**Aim of the task**
Reproduce the following listing verbatim, line for line, including every set of coordinates.

# Start of Data for this exercise

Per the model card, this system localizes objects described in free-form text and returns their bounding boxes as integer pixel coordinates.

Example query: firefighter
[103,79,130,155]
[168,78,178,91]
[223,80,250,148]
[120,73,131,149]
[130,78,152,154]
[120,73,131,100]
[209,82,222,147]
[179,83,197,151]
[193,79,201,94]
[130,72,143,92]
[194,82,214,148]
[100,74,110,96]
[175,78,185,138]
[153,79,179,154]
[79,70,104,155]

# End of Data for this exercise

**Solution**
Per the model card, this system localizes objects described in free-form text and returns their bounding boxes as integer pixel coordinates.

Example query: firefighter
[103,79,130,155]
[168,78,178,91]
[223,80,250,148]
[120,73,131,149]
[130,78,152,154]
[120,73,131,100]
[209,82,222,147]
[179,83,197,151]
[193,79,201,94]
[130,72,143,92]
[194,82,214,148]
[100,74,110,96]
[175,78,185,138]
[153,79,179,154]
[79,70,104,155]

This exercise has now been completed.